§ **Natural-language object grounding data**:
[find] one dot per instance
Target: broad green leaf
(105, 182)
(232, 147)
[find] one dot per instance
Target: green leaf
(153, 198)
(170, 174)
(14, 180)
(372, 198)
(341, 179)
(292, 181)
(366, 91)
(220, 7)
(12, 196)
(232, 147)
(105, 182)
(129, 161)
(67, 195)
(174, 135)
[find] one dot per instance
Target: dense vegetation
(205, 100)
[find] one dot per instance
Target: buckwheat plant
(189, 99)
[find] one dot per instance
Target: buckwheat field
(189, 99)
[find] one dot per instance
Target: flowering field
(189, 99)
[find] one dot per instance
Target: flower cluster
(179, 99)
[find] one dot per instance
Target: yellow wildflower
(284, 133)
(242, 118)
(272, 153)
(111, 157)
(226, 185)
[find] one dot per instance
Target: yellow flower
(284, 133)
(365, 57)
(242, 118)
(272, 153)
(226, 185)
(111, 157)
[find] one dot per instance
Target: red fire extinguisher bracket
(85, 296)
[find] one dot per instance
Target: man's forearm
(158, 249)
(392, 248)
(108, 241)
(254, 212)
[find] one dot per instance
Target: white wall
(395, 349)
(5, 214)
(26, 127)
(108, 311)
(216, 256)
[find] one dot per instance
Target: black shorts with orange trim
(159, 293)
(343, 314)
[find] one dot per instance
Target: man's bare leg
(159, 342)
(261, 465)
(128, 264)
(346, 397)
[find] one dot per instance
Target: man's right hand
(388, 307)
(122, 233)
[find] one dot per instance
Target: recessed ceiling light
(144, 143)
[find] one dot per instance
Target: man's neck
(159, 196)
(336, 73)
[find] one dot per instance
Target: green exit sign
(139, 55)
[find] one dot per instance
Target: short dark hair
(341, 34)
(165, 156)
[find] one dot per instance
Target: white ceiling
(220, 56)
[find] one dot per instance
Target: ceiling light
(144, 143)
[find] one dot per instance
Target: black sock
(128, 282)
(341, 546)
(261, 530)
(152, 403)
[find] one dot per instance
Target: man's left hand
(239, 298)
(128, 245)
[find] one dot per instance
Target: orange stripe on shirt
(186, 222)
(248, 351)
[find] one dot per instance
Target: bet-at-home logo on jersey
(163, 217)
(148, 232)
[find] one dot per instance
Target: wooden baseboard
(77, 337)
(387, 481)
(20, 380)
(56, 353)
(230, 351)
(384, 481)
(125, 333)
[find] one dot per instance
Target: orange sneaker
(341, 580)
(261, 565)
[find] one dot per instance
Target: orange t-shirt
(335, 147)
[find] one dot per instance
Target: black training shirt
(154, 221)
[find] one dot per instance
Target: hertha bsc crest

§ **YOUR OBJECTIVE**: All lines from the one containing "Target: recessed ceiling light" through the end of the data, and no others, are to be given again word for word.

§ **ANSWER BOX**:
Target: recessed ceiling light
(144, 143)
[find] one dot per instance
Target: man's neck
(159, 196)
(336, 73)
[find] one dot per instance
Target: green exit sign
(139, 55)
[find] one dot per instance
Target: short dark hair
(341, 34)
(165, 156)
[find] one dot per instance
Target: white ceiling
(220, 56)
[find] one dot per instance
Target: ceiling light
(144, 143)
[find] one dot per instance
Target: black sock
(128, 282)
(341, 546)
(261, 530)
(152, 403)
[find] one dot per instance
Target: man's left hand
(239, 298)
(128, 245)
[find] one dot per instance
Target: orange stripe on shirt
(186, 222)
(248, 351)
[find] one dot per instance
Target: bet-at-home logo on jersey
(163, 217)
(148, 232)
[find] one dot per instance
Target: wooden baseboard
(77, 337)
(387, 481)
(20, 380)
(56, 353)
(230, 351)
(384, 481)
(125, 333)
[find] one dot per instance
Target: orange sneaker
(341, 580)
(261, 565)
[find] one dot per instance
Target: orange t-shirt
(335, 147)
[find] one dot per instance
Target: black training shirt
(154, 221)
[find] one dot per instance
Target: hertha bsc crest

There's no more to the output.